-- TEXT EXCERPT follows --

The following management factors can optimize DMI:

Forage quality that exceeds 1.32 Mcal of NE per kg of DM.
Ration ADF levels of 18 to 20%.
Ration NDF levels of 28 to 33%.
Effective NDF levels of 20 to 22%.
Fermentable carbohydrate levels of 36 to 38%.
Feeding of TMR.
Excellent dry cow rations (far off and close phases).
Ration DM content of 55 to 65%.
True feed weigh backs of 2 to 4%.
MI that meet or exceed NRC guidelines.

Positioning Purchased Feeds


Purchased feed represent significant out of pocket feed costs including protein supplements, minerals, vitamins, fat, by-product feeds, additives, and excellent quality hay. These feeds can add up to for $1.73 per cow per day in Illinois.

-- TEXT EXCERPT concluded --
-- DATASET EXCERPTS follows --

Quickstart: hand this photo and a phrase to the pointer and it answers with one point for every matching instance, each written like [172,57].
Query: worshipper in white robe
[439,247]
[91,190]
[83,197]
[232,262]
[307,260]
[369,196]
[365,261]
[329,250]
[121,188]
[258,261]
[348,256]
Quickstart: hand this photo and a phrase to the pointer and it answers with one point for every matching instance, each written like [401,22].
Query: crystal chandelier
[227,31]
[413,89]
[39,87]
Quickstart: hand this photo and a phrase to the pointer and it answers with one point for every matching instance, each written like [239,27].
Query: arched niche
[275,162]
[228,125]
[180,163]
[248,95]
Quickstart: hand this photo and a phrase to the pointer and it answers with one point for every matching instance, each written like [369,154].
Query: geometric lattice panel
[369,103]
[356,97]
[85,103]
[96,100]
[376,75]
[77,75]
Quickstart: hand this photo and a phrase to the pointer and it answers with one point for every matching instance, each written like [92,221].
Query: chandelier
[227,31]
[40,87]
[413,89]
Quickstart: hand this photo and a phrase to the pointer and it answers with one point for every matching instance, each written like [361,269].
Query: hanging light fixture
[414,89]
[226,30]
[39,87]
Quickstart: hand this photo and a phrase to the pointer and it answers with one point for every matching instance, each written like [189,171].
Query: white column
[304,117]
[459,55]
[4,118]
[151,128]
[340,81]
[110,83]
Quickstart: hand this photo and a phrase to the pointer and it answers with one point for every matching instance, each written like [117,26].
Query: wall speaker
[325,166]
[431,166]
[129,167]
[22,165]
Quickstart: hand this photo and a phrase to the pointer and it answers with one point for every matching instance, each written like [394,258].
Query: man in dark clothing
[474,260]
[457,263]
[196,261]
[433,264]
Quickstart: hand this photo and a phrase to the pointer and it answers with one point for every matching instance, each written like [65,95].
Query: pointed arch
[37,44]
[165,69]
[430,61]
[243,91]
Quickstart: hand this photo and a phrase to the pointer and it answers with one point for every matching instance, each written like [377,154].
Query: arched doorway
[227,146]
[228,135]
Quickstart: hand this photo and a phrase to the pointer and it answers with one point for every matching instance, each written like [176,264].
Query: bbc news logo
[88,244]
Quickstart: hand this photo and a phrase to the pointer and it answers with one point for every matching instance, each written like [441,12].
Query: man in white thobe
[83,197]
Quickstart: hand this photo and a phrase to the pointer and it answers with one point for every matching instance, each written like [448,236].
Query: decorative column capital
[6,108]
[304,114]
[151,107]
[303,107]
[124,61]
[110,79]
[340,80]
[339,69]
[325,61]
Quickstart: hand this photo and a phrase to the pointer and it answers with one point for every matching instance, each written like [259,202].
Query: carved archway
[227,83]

-- DATASET EXCERPTS concluded --

From the dairy feeding text above, set down word for word the part starting with "Forage quality that" and going on through "and close phases).".

ANSWER:
Forage quality that exceeds 1.32 Mcal of NE per kg of DM.
Ration ADF levels of 18 to 20%.
Ration NDF levels of 28 to 33%.
Effective NDF levels of 20 to 22%.
Fermentable carbohydrate levels of 36 to 38%.
Feeding of TMR.
Excellent dry cow rations (far off and close phases).